→ **TASK OBJECTIVE**: Starting from the first line below, copy the whole listing exactly.

=-=-=

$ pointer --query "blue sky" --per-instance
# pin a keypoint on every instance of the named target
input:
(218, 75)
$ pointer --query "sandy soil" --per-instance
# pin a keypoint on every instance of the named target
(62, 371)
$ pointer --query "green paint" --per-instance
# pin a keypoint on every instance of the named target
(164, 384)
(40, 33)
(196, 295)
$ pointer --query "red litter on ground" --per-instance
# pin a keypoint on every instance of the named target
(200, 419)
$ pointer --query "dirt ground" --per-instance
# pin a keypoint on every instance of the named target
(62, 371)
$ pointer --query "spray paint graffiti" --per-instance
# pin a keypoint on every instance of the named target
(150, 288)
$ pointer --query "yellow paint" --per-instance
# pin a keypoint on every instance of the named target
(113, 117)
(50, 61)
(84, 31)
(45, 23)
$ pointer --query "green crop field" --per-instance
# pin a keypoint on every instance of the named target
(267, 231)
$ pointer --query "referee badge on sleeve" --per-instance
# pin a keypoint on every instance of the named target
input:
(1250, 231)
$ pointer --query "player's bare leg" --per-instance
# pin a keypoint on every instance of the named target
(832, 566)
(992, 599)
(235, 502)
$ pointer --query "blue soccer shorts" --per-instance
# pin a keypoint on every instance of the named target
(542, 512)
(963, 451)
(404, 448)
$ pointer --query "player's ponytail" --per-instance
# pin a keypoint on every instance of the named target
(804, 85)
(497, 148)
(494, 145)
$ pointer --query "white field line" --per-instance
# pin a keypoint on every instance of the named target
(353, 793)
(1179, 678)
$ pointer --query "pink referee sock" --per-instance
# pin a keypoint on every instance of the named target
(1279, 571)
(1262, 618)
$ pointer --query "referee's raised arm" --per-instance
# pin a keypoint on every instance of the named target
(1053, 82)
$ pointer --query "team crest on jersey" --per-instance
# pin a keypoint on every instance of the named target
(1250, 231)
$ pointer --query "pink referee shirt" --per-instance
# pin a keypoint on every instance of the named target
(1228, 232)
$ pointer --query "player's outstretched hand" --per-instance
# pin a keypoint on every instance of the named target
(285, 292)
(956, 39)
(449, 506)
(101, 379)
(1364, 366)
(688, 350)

=-=-=

→ **WRITTEN ANSWER**:
$ pointer --query "blue sky" --per-instance
# pin a keypoint on every instance of the named target
input:
(218, 75)
$ pointer --query "sandy soil" --per-instance
# pin a keypoint on every instance of the named target
(62, 371)
$ pointer --query "green paint" --per-instance
# pin a keypoint on every instance of the named target
(164, 384)
(40, 33)
(196, 295)
$ pointer --query "red litter on ground" --per-instance
# pin a keypoint on every instance of the named target
(200, 419)
$ pointer --query "dirt ground" --per-instance
# pin a keypoint on every instance of the named target
(62, 371)
$ pointer --query "spray paint graffiti" --per-instance
# pin a keypoint on every instance of the named target
(150, 288)
$ pointer --query "yellow paint" --per-instance
# pin a keypoint on every instance of the named target
(113, 117)
(50, 61)
(84, 31)
(45, 23)
$ pointer --query "green crop field" --per-instance
# pin a keypoint on every instance of the named target
(267, 231)
$ pointer --query "referee badge on sleeve" --per-instance
# pin a keypoint on every instance of the named target
input:
(1250, 231)
$ pointer --query "player's bare leg" --per-instance
# pin a keypoint on every instance of the named target
(832, 566)
(992, 599)
(235, 502)
$ pointer --query "blue soccer shorts" --per-instance
# pin a keypoint on every instance of the named target
(542, 512)
(963, 451)
(404, 448)
$ pointer --query "player's ponytail" --per-instance
# pin a keypoint on every instance of the named target
(804, 85)
(497, 148)
(494, 145)
$ pointer --query "white field line" --per-instance
# pin a keypoint on every instance of the named target
(353, 793)
(1179, 678)
$ pointer --query "pink referee sock" --per-instance
# pin a keypoint on every instance of the named target
(1279, 571)
(1262, 618)
$ pointer --query "referee's raised arm" --per-instance
# pin a keypoint on every instance of the named target
(1053, 82)
$ pointer --query "team crest on jersey" --per-instance
# pin a keypoint on every instance of the named target
(1250, 231)
$ pointer --query "pink referee shirt" --per-instance
# pin a keypoint on every instance of the named target
(1228, 232)
$ pointer --query "player's outstretched hand" --per-instance
# pin a keypoint on every instance of the named target
(285, 292)
(956, 39)
(449, 506)
(101, 379)
(1364, 366)
(688, 350)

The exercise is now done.